** START Given passage **

On Monday, 2 November 2015 at 13:54:09 UTC, Jay Norwood wrote:
I was reading about the Julia dataframe implementation
yesterday, trying to understand their decisions and how D might
implement.
From my notes,
1. they are currently using a dictionary of column vectors.
2. for NA (not available) they are currently using an array of
bytes, effectively as a Boolean flag, rather than a bitVector,
for performance reasons.
3. they are not currently implementing hierarchical headers.
4. they are transforming non-valid symbol header strings (read
from csv, for example) to valid symbols by replacing '.' with
underscore and prefixing numbers with 'x', as examples. This
allows use in expressions.
5. Along with 4., they currently have @with for DataVector, to
allow expressions to use, for example, :symbol_name instead of
dv[:symbol_name].
6. They have operation symbols for per element operations on
two vectors, for example a ./ b expresses applying the
operation to the vector.
7. They currently only have row indexes, no row names or
symbols.
I saw someone posting that they were working on DataFrame
implementation here, but haven't been able to locate any code
in github, and was wondering what implementation decisions are
being made here. Thanks.
What do you think about the use of NaN for missing floats? In
theory I could imagine wanting to distinguish between an NaN in
the source file and a missing value, but in my world I never felt
the need for this. For integers and bools, that is different of
course.

** END Given passage **
** START Information given **

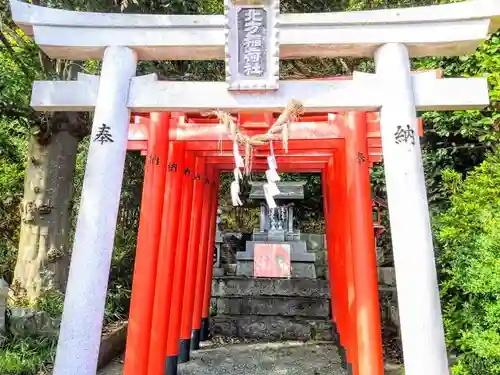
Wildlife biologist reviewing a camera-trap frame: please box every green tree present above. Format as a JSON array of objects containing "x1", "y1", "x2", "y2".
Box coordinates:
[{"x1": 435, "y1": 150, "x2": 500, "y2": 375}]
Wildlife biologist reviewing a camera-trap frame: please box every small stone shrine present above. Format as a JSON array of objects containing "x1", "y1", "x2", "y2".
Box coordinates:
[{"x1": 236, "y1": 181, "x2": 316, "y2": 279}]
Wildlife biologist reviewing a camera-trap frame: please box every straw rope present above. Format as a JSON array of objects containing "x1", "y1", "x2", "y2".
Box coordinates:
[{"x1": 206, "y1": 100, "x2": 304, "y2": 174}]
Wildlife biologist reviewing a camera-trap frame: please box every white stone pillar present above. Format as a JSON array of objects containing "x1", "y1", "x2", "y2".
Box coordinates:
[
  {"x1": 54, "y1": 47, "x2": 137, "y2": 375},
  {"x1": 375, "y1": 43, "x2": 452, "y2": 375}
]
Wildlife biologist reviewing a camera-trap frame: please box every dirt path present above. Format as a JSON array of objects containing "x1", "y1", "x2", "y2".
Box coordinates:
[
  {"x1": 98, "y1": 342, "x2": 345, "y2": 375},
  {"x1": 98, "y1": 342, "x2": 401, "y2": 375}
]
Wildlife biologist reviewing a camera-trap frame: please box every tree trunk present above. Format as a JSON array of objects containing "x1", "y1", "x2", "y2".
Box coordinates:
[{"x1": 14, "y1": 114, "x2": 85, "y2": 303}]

** END Information given **
** START Information given **

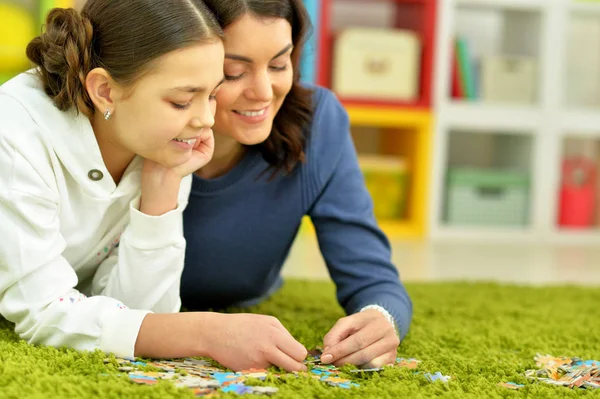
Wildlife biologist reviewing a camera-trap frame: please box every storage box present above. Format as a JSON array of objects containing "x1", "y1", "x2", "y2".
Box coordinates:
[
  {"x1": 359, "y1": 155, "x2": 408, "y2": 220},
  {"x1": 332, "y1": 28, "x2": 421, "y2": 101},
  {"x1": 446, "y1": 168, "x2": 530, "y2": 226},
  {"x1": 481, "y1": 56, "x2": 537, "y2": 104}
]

** END Information given **

### Problems to solve
1) In the forum thread on the Julia dataframe implementation, why are header strings that aren't valid symbols transformed, and how is that done? Answer in one to three sentences.
2) From the forum thread, return the stretch from "On Monday, 2" through "use in expressions.", copied word for word.
Rely only on the forum thread when answering.

### Expected results
1) Header strings that aren't valid symbols, such as those read from a CSV file, are turned into valid symbols so that they can be used in expressions. For example, '.' is replaced with an underscore and numbers are prefixed with 'x'.

2)
On Monday, 2 November 2015 at 13:54:09 UTC, Jay Norwood wrote:
I was reading about the Julia dataframe implementation
yesterday, trying to understand their decisions and how D might
implement.
From my notes,
1. they are currently using a dictionary of column vectors.
2. for NA (not available) they are currently using an array of
bytes, effectively as a Boolean flag, rather than a bitVector,
for performance reasons.
3. they are not currently implementing hierarchical headers.
4. they are transforming non-valid symbol header strings (read
from csv, for example) to valid symbols by replacing '.' with
underscore and prefixing numbers with 'x', as examples. This
allows use in expressions.